Text excerpt: Begin

A new system that uses sunlight to convert waste carbon dioxide into valuable chemical products - like biodegradable plastics, pharmaceuticals, and liquid fuels - has been demonstrated by scientists in the US.

In their hybrid system, metal nanowires and bacteria work together to mimic photosynthesis - the process whereby organisms can harvest energy from sunlight to produce nutrients from carbon dioxide and water.

But rather than producing nutrients, this engineered system uses sunlight to convert captured carbon dioxide emissions and water into acetate - a versatile chemical building block that can be used to synthesise more complex molecules.

While it's still some way off being commercially viable, a scaled-up version of the system could one day provide an alternative to carbon capture and storage, offering a clean option to keep carbon dioxide emissions from entering the atmosphere.

"We believe our system is a revolutionary leap forward in the field of artificial photosynthesis," said chemist and lead researcher, Peidong Yang, from the University of California Berkeley, in a press release. 

"Our system has the potential to fundamentally change the chemical and oil industry in that we can produce chemicals and fuels in a totally renewable way, rather than extracting them from deep below the ground."

Text excerpt: End

What is required: Retype, word for word, the passage of the article on artificial photosynthesis that opens with the words containing "While it's still" and closes with "entering the atmosphere.". The items come from a separate source.

Information: Begin

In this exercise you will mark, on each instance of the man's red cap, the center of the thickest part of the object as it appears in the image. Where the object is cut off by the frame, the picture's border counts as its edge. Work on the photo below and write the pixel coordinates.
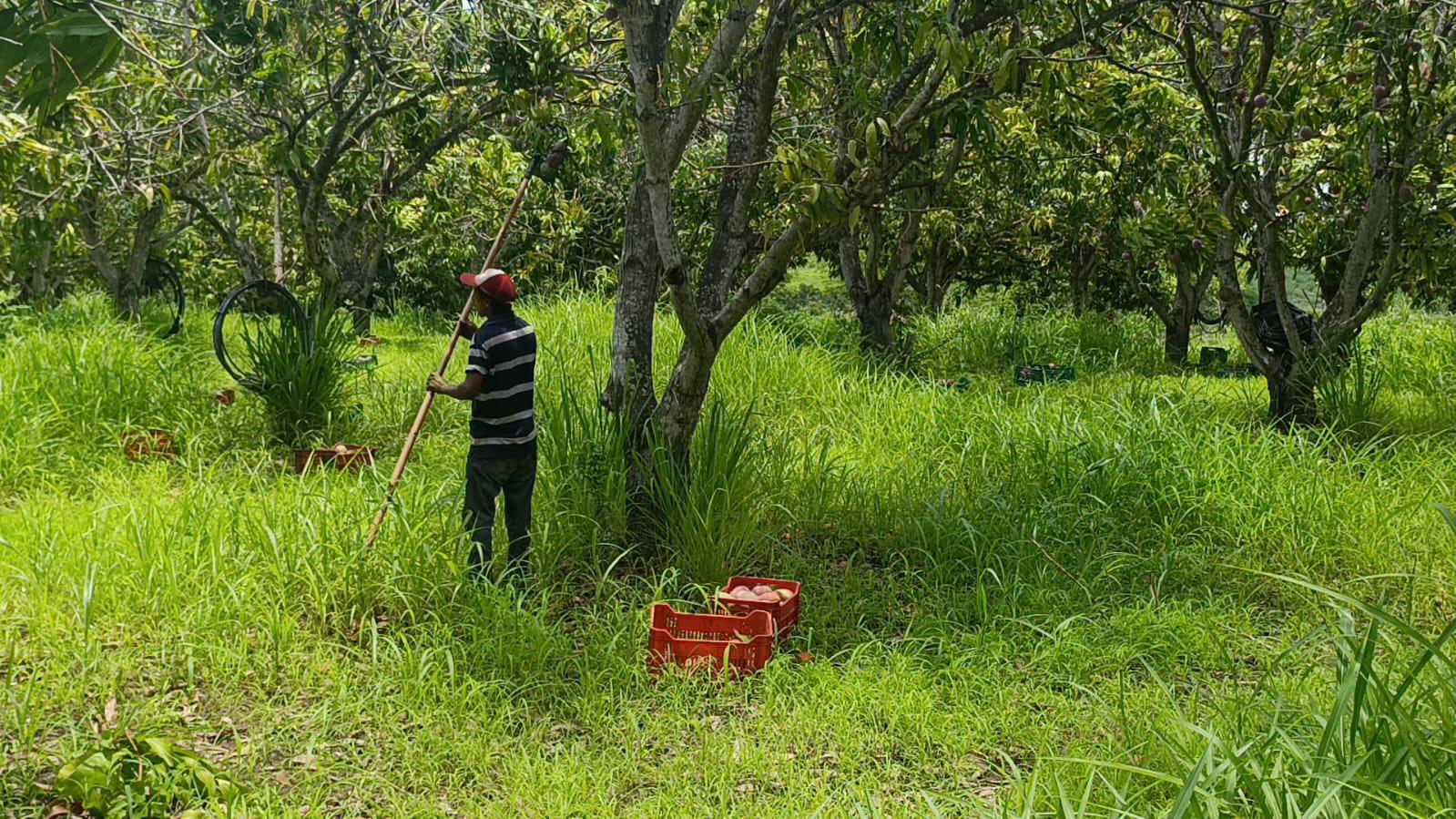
(494, 283)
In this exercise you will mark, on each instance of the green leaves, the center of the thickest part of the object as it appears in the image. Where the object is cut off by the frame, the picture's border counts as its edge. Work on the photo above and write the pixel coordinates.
(145, 777)
(53, 57)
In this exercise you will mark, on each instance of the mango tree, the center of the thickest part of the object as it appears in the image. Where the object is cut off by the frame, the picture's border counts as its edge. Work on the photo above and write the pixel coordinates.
(733, 60)
(350, 104)
(1293, 95)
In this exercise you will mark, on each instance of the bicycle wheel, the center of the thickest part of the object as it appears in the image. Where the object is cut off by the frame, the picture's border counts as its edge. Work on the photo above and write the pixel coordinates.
(258, 321)
(163, 302)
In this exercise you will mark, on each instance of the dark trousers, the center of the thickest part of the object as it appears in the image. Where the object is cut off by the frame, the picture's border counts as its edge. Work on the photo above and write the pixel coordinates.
(484, 480)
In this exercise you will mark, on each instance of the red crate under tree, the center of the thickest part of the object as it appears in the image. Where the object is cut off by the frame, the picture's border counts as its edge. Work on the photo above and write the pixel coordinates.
(709, 641)
(785, 612)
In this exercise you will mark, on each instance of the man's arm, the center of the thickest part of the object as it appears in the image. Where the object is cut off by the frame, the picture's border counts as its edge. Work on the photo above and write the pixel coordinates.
(464, 391)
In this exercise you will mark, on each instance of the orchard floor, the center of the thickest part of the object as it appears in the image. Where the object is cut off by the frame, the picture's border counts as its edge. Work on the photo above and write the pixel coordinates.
(1016, 600)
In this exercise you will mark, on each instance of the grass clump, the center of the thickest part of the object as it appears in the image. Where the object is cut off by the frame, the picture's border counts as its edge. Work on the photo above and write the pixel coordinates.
(296, 359)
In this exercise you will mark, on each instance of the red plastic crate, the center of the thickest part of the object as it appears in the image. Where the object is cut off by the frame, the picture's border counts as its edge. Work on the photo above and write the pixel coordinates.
(785, 612)
(711, 641)
(351, 456)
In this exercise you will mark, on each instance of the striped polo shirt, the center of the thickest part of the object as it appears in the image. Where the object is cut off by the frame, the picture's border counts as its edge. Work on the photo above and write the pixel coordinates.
(503, 417)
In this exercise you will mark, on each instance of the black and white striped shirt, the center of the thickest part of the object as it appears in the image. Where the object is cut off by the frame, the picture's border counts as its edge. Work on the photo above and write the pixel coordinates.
(503, 417)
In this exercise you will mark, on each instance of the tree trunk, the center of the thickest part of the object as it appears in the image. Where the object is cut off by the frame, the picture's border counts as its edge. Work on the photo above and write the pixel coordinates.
(629, 391)
(38, 287)
(1176, 337)
(683, 400)
(875, 327)
(1292, 398)
(1082, 280)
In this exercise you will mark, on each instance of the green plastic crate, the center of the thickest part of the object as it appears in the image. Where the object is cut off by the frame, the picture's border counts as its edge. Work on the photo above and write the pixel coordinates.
(1044, 374)
(364, 362)
(1237, 372)
(1212, 357)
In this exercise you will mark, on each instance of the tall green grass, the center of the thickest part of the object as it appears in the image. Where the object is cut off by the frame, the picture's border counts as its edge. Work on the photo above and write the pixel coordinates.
(300, 371)
(1020, 602)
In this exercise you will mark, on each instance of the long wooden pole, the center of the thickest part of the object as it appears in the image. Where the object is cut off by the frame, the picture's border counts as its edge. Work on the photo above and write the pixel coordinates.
(444, 363)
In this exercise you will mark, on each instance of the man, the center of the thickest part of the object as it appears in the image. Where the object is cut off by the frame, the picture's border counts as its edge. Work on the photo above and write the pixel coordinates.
(500, 384)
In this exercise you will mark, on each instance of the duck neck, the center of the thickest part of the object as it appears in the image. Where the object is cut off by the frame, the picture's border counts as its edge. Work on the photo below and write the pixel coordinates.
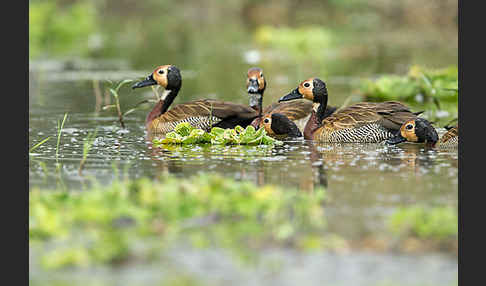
(315, 121)
(256, 102)
(163, 105)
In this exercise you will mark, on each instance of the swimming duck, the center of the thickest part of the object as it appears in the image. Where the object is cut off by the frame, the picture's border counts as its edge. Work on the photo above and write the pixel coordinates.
(202, 113)
(280, 126)
(420, 130)
(297, 111)
(365, 122)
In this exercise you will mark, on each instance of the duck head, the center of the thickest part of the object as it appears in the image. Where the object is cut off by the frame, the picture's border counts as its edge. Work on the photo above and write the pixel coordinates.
(255, 86)
(312, 89)
(417, 130)
(168, 76)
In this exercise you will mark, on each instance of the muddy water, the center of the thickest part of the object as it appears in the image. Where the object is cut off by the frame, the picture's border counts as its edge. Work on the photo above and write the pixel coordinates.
(364, 182)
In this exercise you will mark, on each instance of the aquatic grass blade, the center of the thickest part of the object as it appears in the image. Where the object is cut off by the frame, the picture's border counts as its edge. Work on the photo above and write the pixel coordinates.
(60, 126)
(39, 144)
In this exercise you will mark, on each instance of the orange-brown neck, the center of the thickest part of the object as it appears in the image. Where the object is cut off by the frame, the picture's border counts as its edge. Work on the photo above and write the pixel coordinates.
(311, 126)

Information: End

Output of the exercise:
While it's still some way off being commercially viable, a scaled-up version of the system could one day provide an alternative to carbon capture and storage, offering a clean option to keep carbon dioxide emissions from entering the atmosphere.